* PAGE:
------------------------------------
Braided Italian Easter Bread (Pane di Pasqua) is one of our all-time favorite breads! It seems to never fail that when I’m finally over the shock of a new year beginning, it is already time to plan for Easter and start baking some Italian Easter bread.
Easy Italian Easter Bread Recipe
And when I say plan, it’s usually all about our baking production! I couldn’t wait to tackle this lovely Easter sweet bread yet again. This is a family favorite recipe I’ve been making for years. It’s a recipe my mother-in-law makes for us when she is here visiting from Italy for Easter. She is not too much into the colored eggs or even the sprinkles, but she does know how to make some really cool designs and shapes. She cranks out this Easter egg bread and I am finally starting to catch up with her speed — well, just a little.
Braided Italian Easter Bread-Pane di Pasqua
We were so lucky to have my in-laws spend a few Easters here with us. Since we couldn’t go to Italy this year, it was just as good to have a little taste of Italy here as soon as they arrived at the airport. My mother-in-law is just the best! She barely brings any clothes (a totally no-fuss, low-maintenance kind of a lady) and instead brings a suitcase FILLED with goodies for all of us. And I mean, GOODIES!
When I say goodies, I mean just food things. Like pasta and different chocolates. She brings us various canned goods that she makes. Oh, and a ton of hot peppers that she grows! She makes a sauce with them and also brings them whole and dried. There are still some left from their visit to us last April.
------------------------------------
* LISTED RECORDS:

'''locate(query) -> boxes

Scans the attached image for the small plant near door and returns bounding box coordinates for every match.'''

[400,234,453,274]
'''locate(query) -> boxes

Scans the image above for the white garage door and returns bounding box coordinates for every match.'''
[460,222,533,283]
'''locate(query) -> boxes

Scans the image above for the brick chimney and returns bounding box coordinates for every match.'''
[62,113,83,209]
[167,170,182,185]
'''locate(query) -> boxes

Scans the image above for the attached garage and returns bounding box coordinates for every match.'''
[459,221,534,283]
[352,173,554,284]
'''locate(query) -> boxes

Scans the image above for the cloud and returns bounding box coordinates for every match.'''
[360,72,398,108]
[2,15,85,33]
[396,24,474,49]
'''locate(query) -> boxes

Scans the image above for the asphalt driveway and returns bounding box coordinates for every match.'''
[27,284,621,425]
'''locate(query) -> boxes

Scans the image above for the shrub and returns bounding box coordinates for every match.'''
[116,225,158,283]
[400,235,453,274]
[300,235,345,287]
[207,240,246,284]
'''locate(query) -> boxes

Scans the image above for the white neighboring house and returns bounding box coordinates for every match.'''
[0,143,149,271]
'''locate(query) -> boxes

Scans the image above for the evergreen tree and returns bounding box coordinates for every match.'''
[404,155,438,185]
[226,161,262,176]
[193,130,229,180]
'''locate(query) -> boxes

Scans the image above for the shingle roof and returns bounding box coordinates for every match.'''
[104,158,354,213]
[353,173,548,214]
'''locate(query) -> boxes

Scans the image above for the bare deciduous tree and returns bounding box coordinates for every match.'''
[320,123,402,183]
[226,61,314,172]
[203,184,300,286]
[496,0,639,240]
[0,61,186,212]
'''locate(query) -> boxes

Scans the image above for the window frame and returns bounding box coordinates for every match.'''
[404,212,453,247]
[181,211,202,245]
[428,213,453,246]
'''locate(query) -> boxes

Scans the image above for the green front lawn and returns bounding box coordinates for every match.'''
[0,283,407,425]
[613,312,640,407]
------------------------------------
* WHAT THE TASK REQUIRES:
Pick up the post about braided Italian Easter bread after its last sentence and keep writing it. The listing comes from an unrelated source.

* ANSWER TO THE TASK:
Since my in-laws couldn’t make it to visit this year for Easter, I had to get started a little early on the baking! The kids were wondering when we would color eggs and when they could shape their own rolls. This Italian Easter bread is so wonderful that my mother-in-law even makes it in the summer when we are there (minus the Easter eggs). It’s the perfect sweet bread to enjoy with a hot cappuccino!
What’s Needed for Italian Easter Bread?
Don’t let the pretty appearance of this braided Easter bread fool you into thinking it has a lengthy ingredients list! Here’s everything that goes into this Italian Easter bread recipe:
- Active dry yeast
- Vanilla extract
- Granulated sugar
- All-purpose flour
- Lemon zest
- Kosher salt
- Unsalted butter
- Dyed eggs
How to Make Pane di Pasqua
I’ve given detailed instructions on how to make Italian Easter bread in the recipe card below, but here are the basic steps for making this Easter sweet bread:
- Dye the Easter eggs.
- Mix together the yeast and warm milk. Set aside until foamy.
- Add the eggs and vanilla to the milk mixture.
- In a separate bowl, whisk together the flour, lemon zest, and salt.
- Using an electric mixture with a dough hook attachment, add the milk mixture to the flour mixture.
- Add the butter to the dough a little at a time.
- Once the dough comes together, turn it onto a floured surface and shape into a ball. Place in an oiled bowl and let rise for an hour to 90 minutes.
- Once risen, gently punch down the dough and shape into the braided Easter bread (I’ve given specific instructions on how to shape the dough in the recipe card below).
- Brush the braided dough with egg wash, then let rise for a second time.
- Bake the Italian Easter bread until golden.
Should I Use Raw or Hard-Boiled Eggs?
I color the eggs while they are uncooked. When you nestle them into the dough and place in the oven to bake, they will be completely cooked when you take it out. If you do have hard-boiled eggs and decide to use them in the bread, the eggs will be very cooked after it bakes inside the bread. I think the texture of the eggs when you put them uncooked in the bread and bake them is the right texture.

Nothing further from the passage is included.